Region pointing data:
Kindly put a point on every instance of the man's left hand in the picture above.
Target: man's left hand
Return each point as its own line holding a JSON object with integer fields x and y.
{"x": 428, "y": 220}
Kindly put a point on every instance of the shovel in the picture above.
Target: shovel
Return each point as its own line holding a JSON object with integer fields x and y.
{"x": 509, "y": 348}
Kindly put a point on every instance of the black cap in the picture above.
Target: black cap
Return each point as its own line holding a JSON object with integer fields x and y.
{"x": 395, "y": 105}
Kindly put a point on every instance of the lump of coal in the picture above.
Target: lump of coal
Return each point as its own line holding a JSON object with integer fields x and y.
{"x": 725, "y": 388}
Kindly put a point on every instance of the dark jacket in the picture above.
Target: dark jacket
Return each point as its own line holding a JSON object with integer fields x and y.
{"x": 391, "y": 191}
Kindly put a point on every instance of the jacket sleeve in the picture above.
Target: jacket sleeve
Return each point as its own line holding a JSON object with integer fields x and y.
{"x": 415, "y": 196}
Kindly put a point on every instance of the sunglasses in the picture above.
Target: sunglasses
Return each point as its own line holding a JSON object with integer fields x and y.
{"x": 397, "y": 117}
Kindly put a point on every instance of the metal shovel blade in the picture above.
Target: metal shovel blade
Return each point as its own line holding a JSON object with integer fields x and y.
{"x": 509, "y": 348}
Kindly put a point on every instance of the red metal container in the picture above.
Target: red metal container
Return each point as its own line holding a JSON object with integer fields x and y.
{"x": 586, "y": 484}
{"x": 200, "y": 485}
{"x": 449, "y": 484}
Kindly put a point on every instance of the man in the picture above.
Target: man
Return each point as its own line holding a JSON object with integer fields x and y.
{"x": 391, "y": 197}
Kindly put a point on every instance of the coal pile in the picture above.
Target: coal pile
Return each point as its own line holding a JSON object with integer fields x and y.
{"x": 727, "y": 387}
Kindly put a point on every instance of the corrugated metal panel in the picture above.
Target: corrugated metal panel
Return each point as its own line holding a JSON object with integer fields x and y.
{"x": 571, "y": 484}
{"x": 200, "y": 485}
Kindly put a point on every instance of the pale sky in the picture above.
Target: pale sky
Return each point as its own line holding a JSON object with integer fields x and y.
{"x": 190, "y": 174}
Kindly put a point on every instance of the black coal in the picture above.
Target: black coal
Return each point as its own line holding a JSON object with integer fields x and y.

- Task goal -
The records above must be restated. Preserve every word.

- Output below -
Kindly put a point on every instance of the man's left hand in the picture above.
Target: man's left hand
Return each point as its own line holding a JSON object with integer fields x and y.
{"x": 428, "y": 220}
Kindly put a point on every instance of the shovel in the picture above.
Target: shovel
Return each point as its own line holding a JSON object with integer fields x and y.
{"x": 509, "y": 348}
Kindly put a point on every instance of the black cap in the picture above.
Target: black cap
Return each point as its own line holding a JSON object with integer fields x and y.
{"x": 395, "y": 105}
Kindly put a point on every instance of the lump of coal in the picture above.
Target: lump of coal
Return each point as its own line holding a JSON object with integer fields x and y.
{"x": 725, "y": 388}
Kindly put a point on every instance of the dark jacket in the picture above.
Target: dark jacket
Return each point as its own line holding a JSON object with integer fields x and y.
{"x": 391, "y": 191}
Kindly put a point on every instance of the jacket sleeve in the picture above.
Target: jacket sleeve
Return each point as its own line holding a JSON object with integer fields x and y.
{"x": 415, "y": 196}
Kindly put a point on every instance of the sunglasses in the picture above.
Target: sunglasses
Return each point as its own line holding a JSON object with integer fields x and y.
{"x": 397, "y": 117}
Kindly put a point on every instance of the metal shovel blade in the picture above.
Target: metal shovel blade
Return each point as its own line holding a JSON object with integer fields x and y.
{"x": 509, "y": 348}
Kindly put a point on every instance of the red metal container in the picture above.
Target: red metal container
Return each point as its own line holding a JSON object with integer fields x and y.
{"x": 586, "y": 484}
{"x": 200, "y": 485}
{"x": 449, "y": 484}
Kindly put a point on every instance of the man in the picture above.
Target: man
Return each point as its own line holding a JSON object with integer fields x and y.
{"x": 391, "y": 197}
Kindly put a point on every instance of the coal pile in the picture above.
Target: coal pile
Return each point as its own line holding a JSON object with integer fields x and y.
{"x": 727, "y": 387}
Kindly put a point on every instance of the corrugated metal panel in the picture above.
Target: corrugated metal panel
Return each point as its own line holding a JSON object with integer fields x and y.
{"x": 571, "y": 484}
{"x": 200, "y": 485}
Kindly put a point on every instance of the pale sky in the picture above.
Target: pale sky
Return each point as its own line holding a JSON object with integer fields x and y.
{"x": 190, "y": 174}
Kindly put a point on every instance of the black coal in the picture above.
Target: black coal
Return each point as its own line holding a JSON object with integer fields x and y.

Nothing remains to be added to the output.